#### PAGE EXCERPT
━━━━━━━━━━━━━━━━
By Jonathan Allen
NEW YORK (Reuters) -The man accused of killing a woman sleeping on a New York City subway car by setting her on fire after what prosecutors say was a night of heavy drinking pleaded not guilty to charges of murder and arson at a court hearing on Tuesday.
A grand jury has indicted Sebastian Zapeta, 33, of one count of first-degree murder, three counts of second-degree murder and one count of first-degree arson in the first degree for the killing of Debrina Kawam, 57.
After his arrest, Zapeta told detectives that he often drinks heavily to the point of blacking out, and that he had done so just before Kawam was killed, according to a court filing by prosecutors on Tuesday.
Crime remains relatively rare on the city’s subway, one of the oldest and largest transit systems in the world, but the New York Police Department acknowledged this week that attacks like Kawam’s violent killing can terrify New Yorkers.
━━━━━━━━━━━━━━━━
Copy the entire subway article word for word. Work from the subway article alone and draw on no other source.

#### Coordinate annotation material
━━━━━━━━━━━━━━━━
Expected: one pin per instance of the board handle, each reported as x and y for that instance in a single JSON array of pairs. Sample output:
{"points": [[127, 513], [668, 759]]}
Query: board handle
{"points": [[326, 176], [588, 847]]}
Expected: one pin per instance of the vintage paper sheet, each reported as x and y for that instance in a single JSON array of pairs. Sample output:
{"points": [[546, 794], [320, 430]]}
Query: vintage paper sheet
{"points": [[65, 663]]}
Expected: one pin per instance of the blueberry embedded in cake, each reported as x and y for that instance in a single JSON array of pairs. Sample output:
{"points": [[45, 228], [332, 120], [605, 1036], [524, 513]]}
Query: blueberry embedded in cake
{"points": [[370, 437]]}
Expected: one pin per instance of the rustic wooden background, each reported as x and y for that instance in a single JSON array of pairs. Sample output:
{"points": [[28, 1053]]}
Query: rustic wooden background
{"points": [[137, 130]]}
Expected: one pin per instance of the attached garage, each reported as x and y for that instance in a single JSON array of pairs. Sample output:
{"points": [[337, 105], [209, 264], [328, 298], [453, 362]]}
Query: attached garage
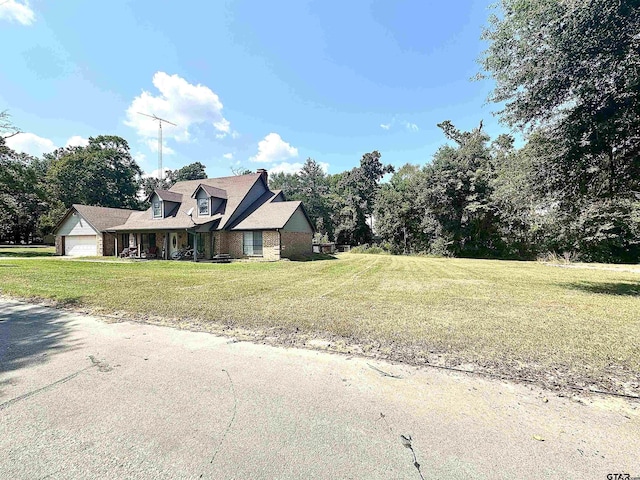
━━━━━━━━━━━━━━━━
#### TASK RESPONSE
By Jonathan Allen
NEW YORK (Reuters) -The man accused of killing a woman sleeping on a New York City subway car by setting her on fire after what prosecutors say was a night of heavy drinking pleaded not guilty to charges of murder and arson at a court hearing on Tuesday.
A grand jury has indicted Sebastian Zapeta, 33, of one count of first-degree murder, three counts of second-degree murder and one count of first-degree arson in the first degree for the killing of Debrina Kawam, 57.
After his arrest, Zapeta told detectives that he often drinks heavily to the point of blacking out, and that he had done so just before Kawam was killed, according to a court filing by prosecutors on Tuesday.
Crime remains relatively rare on the city’s subway, one of the oldest and largest transit systems in the world, but the New York Police Department acknowledged this week that attacks like Kawam’s violent killing can terrify New Yorkers.